Given text -
· · · ·

Hongkong Land is seeking additional opportunities to expand its fund management business after debuting a $6.4 billion Singapore commercial vehicle earlier this year, with CEO Michael T Smith saying the company aims to build a regional platform focused on ultra-premium office ecosystems in Asia Pacific gateway cities.
Speaking Tuesday at the Mingtiandi Singapore Forum, Smith said the Jardine Matheson-controlled company intends to continue moving beyond its historic role as a landlord and developer by expanding its portfolio of private funds concentrated on prime office assets in core financial districts like Singapore’s Marina Bay and Hong Kong’s Central.
“We don’t want to do anything else but this, We’d love to be the Goodman or Prologis or Digital Realty of ultra-premium integrated commercial properties,” Smith said at the Yardi-sponsored event.
Smith’s comments come after Hongkong Land unveiled a strategic pivot to fund management in October 2024, with investors rewarding the shift as the developer’s stock price nearly doubled following the announcement and subsequent February launch of the Singapore Central Private Real Estate Fund.
“So after 136 years, we decided to pivot away,” Smith said, referring to Hongkong Land’s roots dating back to its first land acquisition in Central in 1889. “The stock market has been quite supportive of the transition.”
Marina Bay Platform
The inaugural Singapore vehicle combined Hongkong Land office assets — including one-third stakes in Marina Bay Financial Centre Towers 1 and 2 and One Raffles Quay — with the Qatar Investment Authority’s Asia Square Tower 1. The strategy also attracted outside equity from investors including Dutch pension giant APG and a Southeast Asian sovereign wealth fund.

Hongkong Land Group CEO Michael T. Smith (Image: Mingtiandi)
Smith said the structure reflected Hongkong Land’s belief that scale ownership in core business districts provides pricing power and long-term value creation opportunities.
“When you own 12 office buildings in Hong Kong Central, you really are able to dictate pricing,” he told the audience of more than 300 senior industry leaders at the forum, which is sponsored by Yardi.

· · · ·

Excerpted data -

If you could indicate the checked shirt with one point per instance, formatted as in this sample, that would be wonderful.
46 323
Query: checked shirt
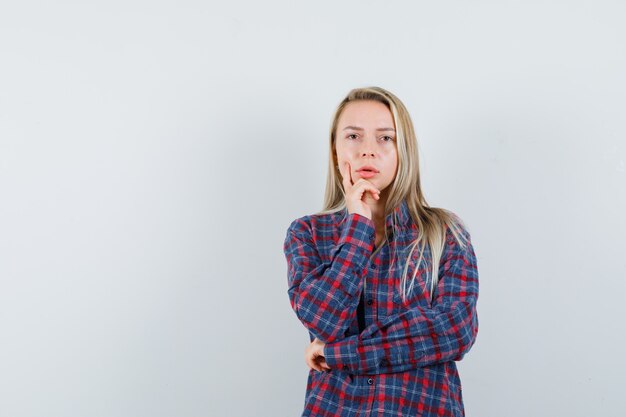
402 363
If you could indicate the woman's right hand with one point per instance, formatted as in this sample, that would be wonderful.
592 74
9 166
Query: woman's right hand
356 191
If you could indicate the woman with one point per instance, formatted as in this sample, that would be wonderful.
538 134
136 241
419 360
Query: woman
386 285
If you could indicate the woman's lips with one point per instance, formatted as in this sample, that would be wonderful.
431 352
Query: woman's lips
366 174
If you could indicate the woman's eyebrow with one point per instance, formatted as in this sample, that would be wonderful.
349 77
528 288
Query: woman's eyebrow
380 129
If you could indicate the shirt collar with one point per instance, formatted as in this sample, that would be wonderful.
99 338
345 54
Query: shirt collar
401 213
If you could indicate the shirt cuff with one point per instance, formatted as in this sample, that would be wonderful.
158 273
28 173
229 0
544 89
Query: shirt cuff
342 354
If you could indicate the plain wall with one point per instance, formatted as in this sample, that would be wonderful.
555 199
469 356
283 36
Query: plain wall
153 153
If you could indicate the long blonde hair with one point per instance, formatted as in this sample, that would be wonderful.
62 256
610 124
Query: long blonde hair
431 222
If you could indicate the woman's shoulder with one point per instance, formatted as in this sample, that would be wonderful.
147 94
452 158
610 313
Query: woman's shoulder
309 224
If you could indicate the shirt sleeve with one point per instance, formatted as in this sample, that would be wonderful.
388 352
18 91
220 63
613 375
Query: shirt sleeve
419 336
324 295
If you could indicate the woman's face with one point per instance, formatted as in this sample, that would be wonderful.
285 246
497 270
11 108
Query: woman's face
366 138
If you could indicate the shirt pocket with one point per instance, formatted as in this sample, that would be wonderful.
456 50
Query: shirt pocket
419 293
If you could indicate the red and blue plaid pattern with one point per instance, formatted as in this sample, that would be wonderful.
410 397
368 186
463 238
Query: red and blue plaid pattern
402 363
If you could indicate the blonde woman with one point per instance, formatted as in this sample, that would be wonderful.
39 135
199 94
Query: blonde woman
385 284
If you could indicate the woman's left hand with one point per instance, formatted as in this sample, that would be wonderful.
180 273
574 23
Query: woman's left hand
314 355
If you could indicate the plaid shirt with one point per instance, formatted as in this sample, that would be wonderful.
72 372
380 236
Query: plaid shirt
402 362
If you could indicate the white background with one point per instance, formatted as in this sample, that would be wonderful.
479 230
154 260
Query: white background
153 153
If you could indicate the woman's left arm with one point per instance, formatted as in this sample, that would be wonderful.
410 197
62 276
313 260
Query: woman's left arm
419 336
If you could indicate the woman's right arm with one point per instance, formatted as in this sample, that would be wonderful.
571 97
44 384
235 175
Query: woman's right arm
325 296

· · · ·

Requirements -
1/ Name every company that Smith, in the Hongkong Land article, holds up as the kind of firm he would like Hongkong Land to become.
2/ Write the next several paragraphs of the Hongkong Land article, beginning after its final sentence.

Responses in order -
1/ Goodman, Prologis, Digital Realty

2/
The executive added that the fund has investor backing to grow from S$8 billion to as much as S$15 billion over time, with acquisitions focused on Marina Bay opportunities provided pricing remains disciplined. Hongkong Land was among bidders for Asia Square Tower 2 but declined to match the winning valuation.
“We’re not going to overpay,” Smith said. “The good thing about having a fund like this with a return hurdle is that you can’t pay more than a certain amount unless you’re really, really optimistic on growth.”
Smith argued that private funds offer advantages over listed REITs because institutional capital is willing to accept lower yields in exchange for exposure to tightly held gateway-city office portfolios. He noted that Hongkong Land’s Singapore fund carries an 8 percent cost of capital versus the higher return expectations typically associated with public REITs.
Still, the CEO remains a champion of public REITs, having played key roles in the listings of Hong Kong’s Link REIT and all four of Mapletree’s Singapore-listed REITs during earlier stages of his career.
“I’m a big believer in public REITs,” Smith said. “They work at certain points in certain cycles.”
Hongkong Land has also continued deploying capital into Singapore through its $422 million stake acquisition in Suntec REIT after the Tang family acquired control of the trust’s manager from ESR. Smith said the investment reflected a valuation opportunity because the REIT owns stakes in MBFC 1 and 2 and One Raffles Quay alongside Hongkong Land.
Capital Management Push
Smith linked Hongkong Land’s transformation to broader changes within Jardines under the Keswick family, which has controlled Jardine Matheson since the 19th century. The family’s willingness to shift from an owner-operator model towards capital allocation and shareholder value creation was a key factor behind the overhaul.
“The Keswicks involved in the business made a conscious decision … their preference is to be a capital allocator rather than an owner-operator,” Smith said.
The executive pointed to the hiring of former PAG partner Lincoln Pan as CEO of Jardine Matheson as evidence of the conglomerate’s push towards professional management and value creation initiatives.
Smith said Hongkong Land has also assembled a leadership bench reflecting its fund management ambitions, including former APG APAC head Graeme Torre overseeing the Hong Kong portfolio and Blackstone veteran Stuart Grant leading the developer’s Westbund Central project in Shanghai. Board members now include GLP founder Ming Z Mei and Blackstone executive Alan Miyasaki.
“I personally think that real estate in a fund format is the most efficiently run real estate,” Smith said, adding that Hongkong Land now expects portfolio chiefs to manage assets with fund-style return disciplines and accountability.
Hong Kong Rebound
Discussing Hongkong Land’s home market, Smith said leasing momentum in Central has accelerated as legal firms, hedge funds and private equity groups expand amid a revival in Hong Kong IPOs. Vacancy across core Central buildings has tightened to roughly 3 to 4 percent, he said.
“Every single law firm is just running out of space,” Smith said. “Private equity needs more space. Hedge funds need more space.”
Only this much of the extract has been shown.